━━━━━ RECORD SET

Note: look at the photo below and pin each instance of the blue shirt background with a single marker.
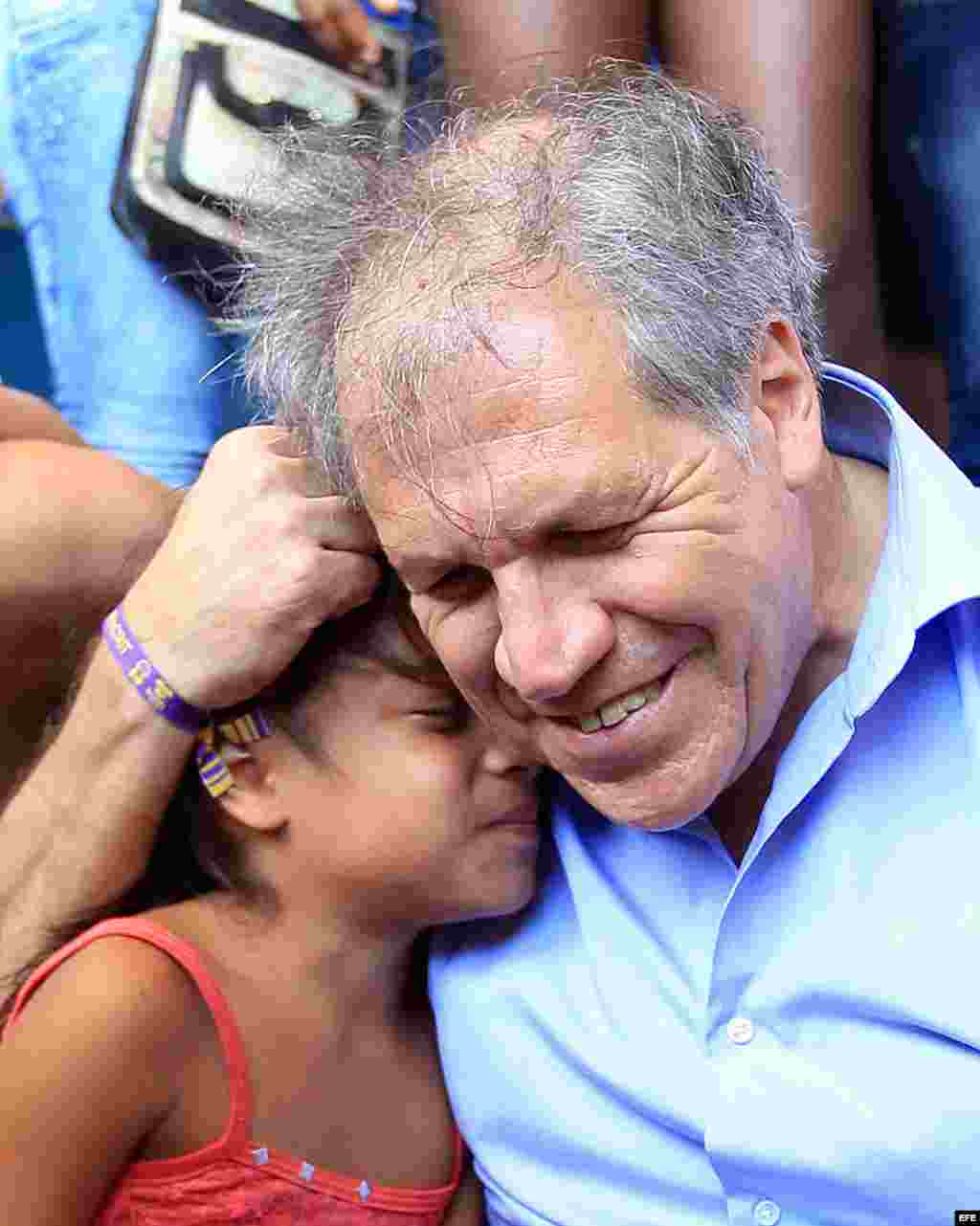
(666, 1038)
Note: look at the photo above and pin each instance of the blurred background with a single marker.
(23, 359)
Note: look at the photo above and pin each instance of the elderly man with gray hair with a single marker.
(567, 361)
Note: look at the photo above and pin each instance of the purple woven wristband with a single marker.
(131, 658)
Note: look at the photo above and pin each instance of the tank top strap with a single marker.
(238, 1128)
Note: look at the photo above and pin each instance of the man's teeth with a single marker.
(611, 714)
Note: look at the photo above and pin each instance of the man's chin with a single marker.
(645, 803)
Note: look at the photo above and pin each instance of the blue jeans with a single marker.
(931, 119)
(135, 359)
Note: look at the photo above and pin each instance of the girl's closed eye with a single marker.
(448, 715)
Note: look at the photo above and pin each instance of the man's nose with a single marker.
(551, 634)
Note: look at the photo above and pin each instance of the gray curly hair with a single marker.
(653, 196)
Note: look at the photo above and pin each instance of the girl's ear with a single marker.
(252, 801)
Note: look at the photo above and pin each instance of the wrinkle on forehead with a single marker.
(552, 358)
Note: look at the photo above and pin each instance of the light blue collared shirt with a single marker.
(667, 1039)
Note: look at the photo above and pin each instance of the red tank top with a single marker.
(236, 1179)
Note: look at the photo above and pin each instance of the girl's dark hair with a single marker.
(192, 852)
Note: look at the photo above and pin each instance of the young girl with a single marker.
(256, 1043)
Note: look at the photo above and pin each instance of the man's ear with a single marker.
(784, 389)
(252, 801)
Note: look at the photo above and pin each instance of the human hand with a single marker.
(344, 30)
(257, 557)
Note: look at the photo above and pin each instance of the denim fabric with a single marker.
(130, 352)
(931, 100)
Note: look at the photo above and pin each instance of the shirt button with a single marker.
(740, 1030)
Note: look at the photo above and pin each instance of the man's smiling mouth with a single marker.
(613, 712)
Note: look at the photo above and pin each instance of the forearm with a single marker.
(79, 829)
(23, 415)
(495, 52)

━━━━━━━━━━

Reproduce the entries above exactly. Do not include the images.

SOLVED PROBLEM:
Note: look at the photo below and pin each instance of the blue shirt background with a single marker.
(666, 1038)
Note: look at the photo above and pin each instance of the blurred background with a single marker.
(23, 359)
Note: look at the photo above and pin each instance of the elderly man with gray hair with a single marker.
(567, 361)
Note: look at the photo above and pin each instance of the purple woven wristband with a single marker.
(131, 658)
Note: look at the photo above and pin each instance of the tank top strap with a single marker.
(238, 1128)
Note: look at the photo above and pin each instance of the man's teeth with a single marker.
(611, 714)
Note: look at the photo above and pin each instance of the man's chin with a single marker.
(645, 803)
Note: look at the photo above and pin each instance of the blue jeans with a single marker.
(931, 119)
(135, 359)
Note: look at the photo above and pin each instance of the girl's closed eye with a single marker.
(448, 715)
Note: look at the photo above and pin each instance of the man's nose with a single marker.
(551, 634)
Note: look at the photo above and pin each instance of the gray curly hair with a single marker.
(653, 196)
Note: look at the photo above and pin each instance of the girl's ear with a single marker.
(252, 801)
Note: look at the photo above and pin each instance of the wrinkle on forehead with a single marker.
(552, 358)
Note: look at the photo above and pin each instance of the light blue collared shirt with a single marker.
(667, 1039)
Note: look at the photo above and pin each instance of the red tank top with a single marker.
(236, 1179)
Note: look at the photo above and pin each instance of the girl's dark hair with a single marker.
(192, 852)
Note: look at the photo above and pin each instance of the young girl with a single marker.
(256, 1043)
Note: look at the photo above and pin each instance of the man's ear with a single marker.
(784, 389)
(252, 801)
Note: look at the photo above and pin each instance of the human hand with a single marker.
(344, 30)
(257, 557)
Note: look at the photo above and pin each instance of the denim fabric with a single marker.
(130, 352)
(931, 100)
Note: look at the photo above and pin each instance of the shirt button with a single marker.
(740, 1030)
Note: look at the photo above and pin each instance of the man's smiling mouth with a single marker.
(613, 712)
Note: look at the photo above and pin each instance of the forearm with a single marker.
(79, 829)
(23, 415)
(495, 52)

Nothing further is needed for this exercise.